* begin Recorded information *

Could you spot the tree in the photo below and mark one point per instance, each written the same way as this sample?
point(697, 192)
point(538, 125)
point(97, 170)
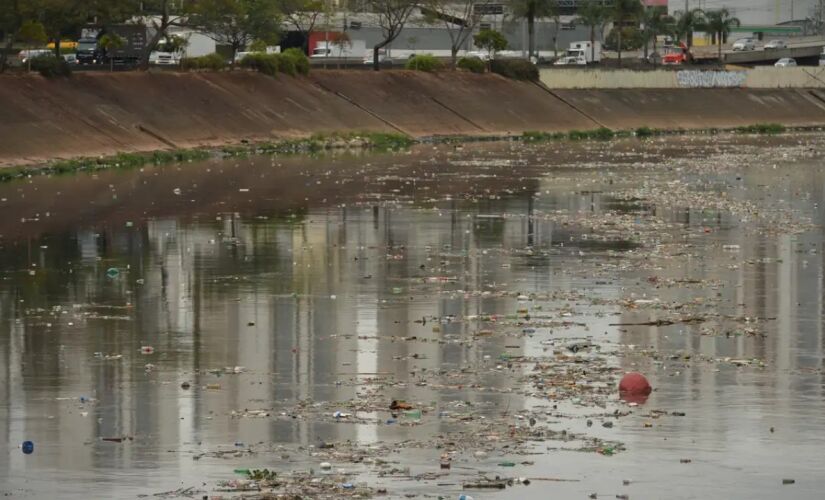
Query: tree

* end Recorded information *

Task to complete
Tally the lines of the records above that contain the string "point", and reply with only that number.

Solution to this problem
4